> SET TASK:
Can you copy out the data exactly? Leave the images out.

> PROVIDED DATA:
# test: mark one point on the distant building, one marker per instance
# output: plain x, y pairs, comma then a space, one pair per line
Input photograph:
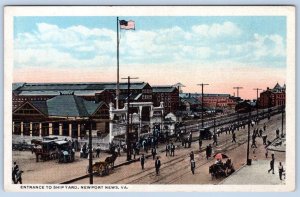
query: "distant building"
63, 115
213, 100
191, 104
273, 97
97, 92
167, 94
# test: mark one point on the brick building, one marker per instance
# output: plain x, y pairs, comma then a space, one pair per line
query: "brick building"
213, 100
272, 97
97, 92
167, 94
63, 115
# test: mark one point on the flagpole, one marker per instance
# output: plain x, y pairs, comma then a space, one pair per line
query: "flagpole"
117, 91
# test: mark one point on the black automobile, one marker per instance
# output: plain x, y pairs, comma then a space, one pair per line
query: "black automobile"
205, 134
22, 146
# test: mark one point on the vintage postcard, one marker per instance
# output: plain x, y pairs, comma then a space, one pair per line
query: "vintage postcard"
149, 98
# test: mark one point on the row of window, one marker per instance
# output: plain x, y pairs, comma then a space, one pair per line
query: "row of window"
147, 91
146, 97
20, 99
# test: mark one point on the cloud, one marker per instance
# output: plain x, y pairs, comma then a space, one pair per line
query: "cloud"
79, 46
217, 30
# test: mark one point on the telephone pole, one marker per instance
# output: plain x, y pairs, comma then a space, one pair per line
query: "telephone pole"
257, 89
237, 95
202, 85
237, 90
127, 129
90, 152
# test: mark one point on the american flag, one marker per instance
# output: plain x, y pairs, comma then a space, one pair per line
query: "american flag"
127, 25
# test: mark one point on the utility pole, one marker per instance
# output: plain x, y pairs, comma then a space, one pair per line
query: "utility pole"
257, 89
248, 142
282, 117
237, 90
237, 93
118, 86
90, 153
202, 85
127, 129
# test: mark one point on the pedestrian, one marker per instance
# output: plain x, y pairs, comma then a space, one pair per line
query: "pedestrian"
193, 166
277, 133
215, 139
134, 152
98, 151
266, 153
264, 137
157, 165
271, 166
119, 150
18, 175
153, 152
260, 132
167, 149
253, 145
172, 149
280, 170
142, 159
200, 143
207, 152
192, 156
14, 172
233, 137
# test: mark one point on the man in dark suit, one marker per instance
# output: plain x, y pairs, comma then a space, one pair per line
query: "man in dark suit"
193, 166
272, 165
172, 149
153, 151
157, 165
142, 159
167, 149
191, 156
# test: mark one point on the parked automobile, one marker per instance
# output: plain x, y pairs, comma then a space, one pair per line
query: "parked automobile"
205, 134
21, 146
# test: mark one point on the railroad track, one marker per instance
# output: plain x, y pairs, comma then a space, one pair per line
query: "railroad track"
242, 139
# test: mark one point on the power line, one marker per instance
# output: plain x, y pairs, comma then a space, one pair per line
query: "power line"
202, 85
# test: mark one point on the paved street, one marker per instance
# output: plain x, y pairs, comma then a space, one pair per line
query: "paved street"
256, 175
174, 170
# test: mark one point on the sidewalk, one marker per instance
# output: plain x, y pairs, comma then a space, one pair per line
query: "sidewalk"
278, 144
256, 174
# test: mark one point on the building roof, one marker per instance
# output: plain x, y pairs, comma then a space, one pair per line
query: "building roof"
162, 89
191, 100
28, 89
277, 86
15, 86
133, 96
66, 106
186, 95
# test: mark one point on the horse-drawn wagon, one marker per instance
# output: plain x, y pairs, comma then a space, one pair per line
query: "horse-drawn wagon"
220, 169
53, 149
102, 168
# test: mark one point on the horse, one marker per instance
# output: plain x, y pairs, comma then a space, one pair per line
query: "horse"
217, 171
229, 167
111, 160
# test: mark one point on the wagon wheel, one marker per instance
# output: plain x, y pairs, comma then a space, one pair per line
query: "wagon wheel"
100, 170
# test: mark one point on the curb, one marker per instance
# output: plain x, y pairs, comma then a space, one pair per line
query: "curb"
220, 183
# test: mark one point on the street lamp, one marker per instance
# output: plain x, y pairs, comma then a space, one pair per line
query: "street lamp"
90, 153
257, 89
282, 117
248, 142
202, 85
127, 129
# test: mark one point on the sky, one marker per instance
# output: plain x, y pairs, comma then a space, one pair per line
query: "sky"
222, 51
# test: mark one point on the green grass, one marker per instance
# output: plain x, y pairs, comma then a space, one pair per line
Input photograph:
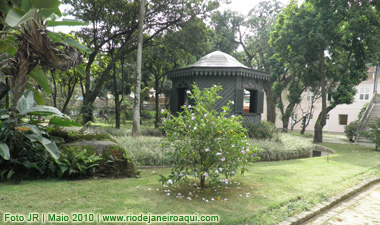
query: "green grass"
277, 190
286, 147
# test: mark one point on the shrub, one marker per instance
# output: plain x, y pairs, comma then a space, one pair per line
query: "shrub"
351, 130
373, 133
145, 151
206, 144
262, 130
287, 147
77, 162
147, 115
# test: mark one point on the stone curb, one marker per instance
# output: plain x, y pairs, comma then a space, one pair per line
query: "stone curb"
333, 201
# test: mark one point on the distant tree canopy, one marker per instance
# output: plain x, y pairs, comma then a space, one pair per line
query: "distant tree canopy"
330, 40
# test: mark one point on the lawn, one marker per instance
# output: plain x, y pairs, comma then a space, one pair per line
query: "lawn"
276, 190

> SOLUTION TO THE EXERCISE:
# test: mark one point on the distant building, one marker per instance
# output: plain x, y pairs, comma then a space, one pair per line
Input photograph:
query: "distant building"
63, 115
213, 100
191, 104
273, 97
97, 92
167, 94
# test: mark one point on the brick building, one marker per instance
# output: plain x, y pairs, comma then a space, one pair per line
query: "brick building"
213, 100
272, 97
97, 92
167, 94
63, 115
# test: mark one point on the flagpole, one marker per instance
# output: plain x, y pairs, comma then a space, one pair per line
query: "flagpole"
117, 91
# test: mark one point on the black automobile, one marker per instance
# output: plain x, y pairs, comma then a space, one pair per line
query: "black automobile"
205, 134
22, 146
# test: mark one point on the vintage postcard, one marker per instance
# output: plain x, y pairs, comma then a space, one pair per line
query: "vintage postcard"
149, 98
# test: mark one point on the row of window, one marker per instance
# output: plain x, y pairs, comma then a space, one pair per line
query: "row of window"
147, 91
146, 97
20, 99
# test: mark one point on the cloud, one marker per instance
# output: plain x, y pairs, comma then a space, one pair per line
query: "cloud"
79, 46
217, 30
# test: mark one point on the telephone pole, one marker per instance
# output: plain x, y pairs, comma then a space, one pair per line
query: "telephone pole"
257, 89
237, 95
202, 85
237, 90
127, 129
90, 152
# test: mark one point on the american flag, one marker per instance
# output: plain x, y pairs, comma then a space, one pair per line
query: "american flag"
127, 25
# test: mark one point on the utility pole, one marker per instance
# output: plain x, y pairs, comma then a space, one pair per line
query: "utility pole"
257, 89
248, 142
282, 117
237, 90
237, 93
118, 86
90, 153
202, 85
127, 129
# test: mark one point on the pedestrian, one marker per instance
# output: plain x, y pairs, comma then a space, one pair per line
query: "pedestrian"
193, 166
277, 133
215, 139
134, 152
98, 151
266, 153
264, 137
157, 165
271, 166
119, 150
18, 175
153, 152
260, 132
167, 149
253, 145
172, 149
280, 170
142, 159
200, 143
207, 152
192, 156
14, 172
233, 137
# test: mark one point on the man in dark suit, one marker per instance
# output: plain x, y pairs, comma then a space, one pair per line
query: "man in dark suit"
193, 166
272, 165
172, 149
153, 151
157, 165
142, 159
167, 149
191, 156
# test: mark one point on the parked automobile, one marker per instance
# output: plain x, y pairs, comma then a space, one pair per line
query: "parked automobile"
205, 134
21, 146
# test: mark one point on the railroad track, one marker per instance
# output: plain x, y pairs, comma then a space, one pair per line
query: "railroad track"
242, 139
# test: mark one point on the power line, one marker per instance
# output: plain x, y pairs, comma then a space, one pair per line
query: "power line"
202, 85
# test: mark one point on the paved street, one marker per instance
# output: plain x, y pairs, comma then a space, one pair per line
query: "paved street"
256, 175
174, 170
# test: mark one point on the sidewalk, one marker per instance
# output: plain x, y pairs, comma then a space, one pair per line
query: "sidewalk"
278, 144
256, 174
# test: mark one point on the building roof, one marker per instance
# output: plain x, y pairs, comma then a space, one pair per line
query: "building roof"
162, 89
191, 100
28, 89
277, 86
15, 86
133, 96
66, 106
186, 95
# test: mark one point on the horse-drawn wagon, one marker per instance
# output: plain x, y pairs, comma then a space, one pair per line
query: "horse-drawn wagon"
220, 169
53, 149
102, 168
# test: mark one point on the horse, one marker per instance
# output: plain x, y pairs, comma then a space, one pair per line
query: "horse"
217, 171
229, 167
111, 160
# test: mark one point on the wagon wheel, one marker per instance
# output: plain x, y pairs, comma then a space, one pair per line
query: "wagon wheel"
100, 170
# test: mark one point on the curb, one marker per instance
# output: plain x, y pairs, comma then a space, one pair per line
query: "curb"
220, 183
# test: mark one point on the street lamp, one marker per instance
# output: plain x, y pairs, comma then a space, one pair per line
query: "street lamp"
90, 153
257, 89
282, 117
248, 142
202, 85
127, 129
# test: mark one point on the sky, one marker per instance
# output: plain x, y pairs, comma then a space, one pair per line
query: "sky"
222, 51
# test: mark one point on the green grass, one marker per instance
# output: plain x, y pairs, comma then a space, one pair per line
Input photograph:
query: "green grass"
277, 190
286, 147
# test: mark one point on the shrub, one marker per instance
# output: plain x, y pairs, comma then a space, one pair per line
query: "shrub"
351, 130
373, 133
145, 151
206, 144
262, 130
287, 147
77, 162
147, 115
# test: mark one point on the stone curb, one marker per instance
# output: plain x, y pairs, comma then a space, one pair per line
query: "stone curb"
333, 201
# test: mark one point on the distant tree canopy, one marker per instance
# output: plain x, y pairs, comma then a space, one pair per line
query: "distant tree canopy"
330, 40
# test: mark one point on the lawn, one marker per instance
# output: plain x, y pairs, comma then a space, one pair per line
query: "lawn"
276, 190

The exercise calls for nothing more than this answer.